Task prompt ::
Rewrite the items, starting at their first line and ending after the line that contains "xmin=13 ymin=135 xmax=33 ymax=144", with both of those lines included. Multiply each bounding-box coordinate in the answers by 1.4 and round it to a whole number, rounding halves up, and leave every other line unchanged.

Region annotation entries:
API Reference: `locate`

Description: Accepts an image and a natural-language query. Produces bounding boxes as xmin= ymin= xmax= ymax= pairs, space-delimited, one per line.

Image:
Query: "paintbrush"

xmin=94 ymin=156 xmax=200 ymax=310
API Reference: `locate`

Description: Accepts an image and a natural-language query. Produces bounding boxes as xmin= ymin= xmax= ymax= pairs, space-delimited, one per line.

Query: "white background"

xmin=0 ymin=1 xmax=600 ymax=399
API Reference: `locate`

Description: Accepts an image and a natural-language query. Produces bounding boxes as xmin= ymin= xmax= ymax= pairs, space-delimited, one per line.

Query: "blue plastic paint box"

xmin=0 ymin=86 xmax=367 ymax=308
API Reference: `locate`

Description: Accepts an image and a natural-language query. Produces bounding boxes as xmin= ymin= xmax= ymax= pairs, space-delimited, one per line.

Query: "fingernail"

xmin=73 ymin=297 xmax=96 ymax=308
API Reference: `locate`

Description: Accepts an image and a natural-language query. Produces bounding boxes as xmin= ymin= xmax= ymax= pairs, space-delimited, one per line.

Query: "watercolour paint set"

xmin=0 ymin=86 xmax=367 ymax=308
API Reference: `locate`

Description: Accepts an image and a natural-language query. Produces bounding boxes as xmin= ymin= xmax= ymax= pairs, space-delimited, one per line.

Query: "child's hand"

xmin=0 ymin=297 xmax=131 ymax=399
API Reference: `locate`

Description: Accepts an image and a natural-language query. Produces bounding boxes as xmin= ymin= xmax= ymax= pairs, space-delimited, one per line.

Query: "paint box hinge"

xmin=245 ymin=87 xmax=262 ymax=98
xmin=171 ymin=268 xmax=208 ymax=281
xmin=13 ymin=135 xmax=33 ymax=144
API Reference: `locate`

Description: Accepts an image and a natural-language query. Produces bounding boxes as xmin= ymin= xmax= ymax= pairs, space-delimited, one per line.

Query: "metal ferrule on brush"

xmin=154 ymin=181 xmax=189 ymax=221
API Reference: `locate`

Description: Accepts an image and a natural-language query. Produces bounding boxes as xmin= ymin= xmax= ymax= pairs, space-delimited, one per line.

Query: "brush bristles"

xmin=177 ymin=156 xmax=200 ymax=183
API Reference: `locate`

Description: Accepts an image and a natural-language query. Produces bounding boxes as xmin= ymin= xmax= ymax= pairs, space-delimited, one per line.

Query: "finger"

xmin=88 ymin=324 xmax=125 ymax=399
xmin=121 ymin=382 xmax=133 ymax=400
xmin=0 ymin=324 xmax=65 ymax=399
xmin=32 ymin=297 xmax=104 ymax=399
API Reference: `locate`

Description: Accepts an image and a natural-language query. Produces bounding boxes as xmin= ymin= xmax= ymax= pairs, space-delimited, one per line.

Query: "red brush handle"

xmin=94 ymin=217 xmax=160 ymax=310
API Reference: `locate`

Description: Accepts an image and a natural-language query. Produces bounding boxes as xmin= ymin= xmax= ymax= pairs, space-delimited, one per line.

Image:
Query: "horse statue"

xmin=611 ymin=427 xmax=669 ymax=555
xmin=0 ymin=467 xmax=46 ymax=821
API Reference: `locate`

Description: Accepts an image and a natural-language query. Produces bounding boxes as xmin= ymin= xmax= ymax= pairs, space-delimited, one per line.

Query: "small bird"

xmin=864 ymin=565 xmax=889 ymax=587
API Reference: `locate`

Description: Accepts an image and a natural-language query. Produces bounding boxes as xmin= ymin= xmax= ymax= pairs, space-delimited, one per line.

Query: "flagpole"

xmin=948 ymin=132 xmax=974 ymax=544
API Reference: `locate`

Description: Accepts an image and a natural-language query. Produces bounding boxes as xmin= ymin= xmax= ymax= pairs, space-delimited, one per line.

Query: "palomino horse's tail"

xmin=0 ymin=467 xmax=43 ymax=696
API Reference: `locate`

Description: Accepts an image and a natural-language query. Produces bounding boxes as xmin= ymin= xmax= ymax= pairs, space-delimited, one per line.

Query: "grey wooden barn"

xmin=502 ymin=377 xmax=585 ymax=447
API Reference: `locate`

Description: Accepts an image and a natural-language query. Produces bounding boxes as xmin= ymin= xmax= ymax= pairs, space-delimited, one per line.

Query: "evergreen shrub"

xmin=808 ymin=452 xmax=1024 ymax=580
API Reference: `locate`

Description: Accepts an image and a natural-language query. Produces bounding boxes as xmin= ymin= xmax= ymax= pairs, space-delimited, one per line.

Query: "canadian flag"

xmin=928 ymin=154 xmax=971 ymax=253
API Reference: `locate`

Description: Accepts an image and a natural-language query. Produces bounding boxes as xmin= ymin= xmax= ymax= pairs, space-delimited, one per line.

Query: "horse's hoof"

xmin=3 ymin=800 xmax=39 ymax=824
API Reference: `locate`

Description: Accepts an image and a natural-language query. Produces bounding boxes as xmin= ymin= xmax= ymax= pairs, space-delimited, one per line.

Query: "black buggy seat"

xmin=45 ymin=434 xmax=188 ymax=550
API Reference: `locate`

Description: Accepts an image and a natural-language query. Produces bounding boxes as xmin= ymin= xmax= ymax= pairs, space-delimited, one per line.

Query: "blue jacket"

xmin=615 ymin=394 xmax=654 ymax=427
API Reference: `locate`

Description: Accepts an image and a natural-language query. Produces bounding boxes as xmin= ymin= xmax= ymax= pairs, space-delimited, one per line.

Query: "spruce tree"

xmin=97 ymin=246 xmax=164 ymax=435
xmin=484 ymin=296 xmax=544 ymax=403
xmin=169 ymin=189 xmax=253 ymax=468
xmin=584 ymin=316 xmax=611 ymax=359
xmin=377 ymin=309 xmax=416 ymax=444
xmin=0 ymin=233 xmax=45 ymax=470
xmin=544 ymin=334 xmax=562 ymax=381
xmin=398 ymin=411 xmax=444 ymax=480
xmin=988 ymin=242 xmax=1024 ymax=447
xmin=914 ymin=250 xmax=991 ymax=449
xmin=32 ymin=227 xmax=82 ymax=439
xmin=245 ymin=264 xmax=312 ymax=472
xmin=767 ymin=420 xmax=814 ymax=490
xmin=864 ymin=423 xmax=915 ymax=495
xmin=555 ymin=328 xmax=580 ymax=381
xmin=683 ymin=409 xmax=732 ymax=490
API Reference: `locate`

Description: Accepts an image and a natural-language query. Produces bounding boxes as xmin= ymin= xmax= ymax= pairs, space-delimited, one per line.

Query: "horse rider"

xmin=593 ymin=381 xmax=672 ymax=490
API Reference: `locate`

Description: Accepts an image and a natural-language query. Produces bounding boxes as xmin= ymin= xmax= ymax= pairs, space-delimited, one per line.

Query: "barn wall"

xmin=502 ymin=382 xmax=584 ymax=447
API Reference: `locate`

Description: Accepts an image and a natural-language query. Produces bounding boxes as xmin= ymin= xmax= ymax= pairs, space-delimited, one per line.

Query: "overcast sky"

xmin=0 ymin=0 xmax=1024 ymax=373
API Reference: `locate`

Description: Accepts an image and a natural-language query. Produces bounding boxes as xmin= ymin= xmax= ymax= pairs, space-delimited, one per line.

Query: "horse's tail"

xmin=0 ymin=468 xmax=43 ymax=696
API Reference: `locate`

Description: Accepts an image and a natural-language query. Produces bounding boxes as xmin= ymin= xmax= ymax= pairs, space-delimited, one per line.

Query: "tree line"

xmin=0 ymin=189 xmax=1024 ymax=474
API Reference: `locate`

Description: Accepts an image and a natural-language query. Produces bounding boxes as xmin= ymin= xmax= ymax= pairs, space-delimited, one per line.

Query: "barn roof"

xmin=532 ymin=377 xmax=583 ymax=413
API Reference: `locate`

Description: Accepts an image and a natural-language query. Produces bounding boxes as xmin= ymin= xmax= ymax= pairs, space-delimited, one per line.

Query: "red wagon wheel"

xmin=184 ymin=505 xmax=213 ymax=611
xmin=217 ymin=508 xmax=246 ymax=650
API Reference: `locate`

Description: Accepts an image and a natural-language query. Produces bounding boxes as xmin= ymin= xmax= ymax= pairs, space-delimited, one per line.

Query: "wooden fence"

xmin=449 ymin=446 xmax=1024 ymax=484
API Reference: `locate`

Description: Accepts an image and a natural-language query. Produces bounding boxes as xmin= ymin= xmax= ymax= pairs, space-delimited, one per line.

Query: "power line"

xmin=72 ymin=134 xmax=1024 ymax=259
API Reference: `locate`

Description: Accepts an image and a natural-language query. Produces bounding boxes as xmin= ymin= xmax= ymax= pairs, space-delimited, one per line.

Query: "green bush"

Solution to this exercise ::
API Reference: `locate`

Description: Accepts an image and a natural-language query. Produces bounding boxes as xmin= ymin= xmax= ymax= pairs, space-delimited, one per line.

Image:
Query: "paintbrush"

xmin=132 ymin=218 xmax=280 ymax=434
API Reference: `locate`

Description: Accepts an image and a natural-language query. Produces bounding boxes as xmin= ymin= xmax= ymax= pairs, space-delimited, one per line.

Query: "white background"

xmin=0 ymin=1 xmax=840 ymax=559
API Reference: `locate`

Description: Accepts an image and a natural-language query. Produces bounding boxes as xmin= ymin= xmax= ymax= pairs, space-delimited, one per line.

Query: "blue plastic paint box"

xmin=0 ymin=120 xmax=514 ymax=431
API Reference: `locate`

Description: Accepts an image and a natural-language query. Produces bounding boxes as xmin= ymin= xmax= ymax= pairs, space-delimited, one per line.

Query: "fingernail"

xmin=102 ymin=416 xmax=134 ymax=431
API Reference: `locate`

Description: Accepts an image and a natural-language query. Produces bounding boxes as xmin= ymin= xmax= ymax= pairs, space-delimited, one per line.

Query: "watercolour paint set"

xmin=0 ymin=120 xmax=514 ymax=431
API Reference: `locate`

Description: Accepts an image and a natural-language query. Produces bounding boxes as xmin= ymin= xmax= ymax= pairs, space-delimited, one per line.

Query: "child's hand"

xmin=0 ymin=416 xmax=183 ymax=559
API Reference: `locate`

Description: Accepts an image and a natural-language query. Produces bounding boxes as xmin= ymin= xmax= ymax= pairs, space-delimited, one per line.

Query: "paint box hinge"

xmin=343 ymin=122 xmax=367 ymax=137
xmin=239 ymin=375 xmax=291 ymax=393
xmin=18 ymin=189 xmax=46 ymax=202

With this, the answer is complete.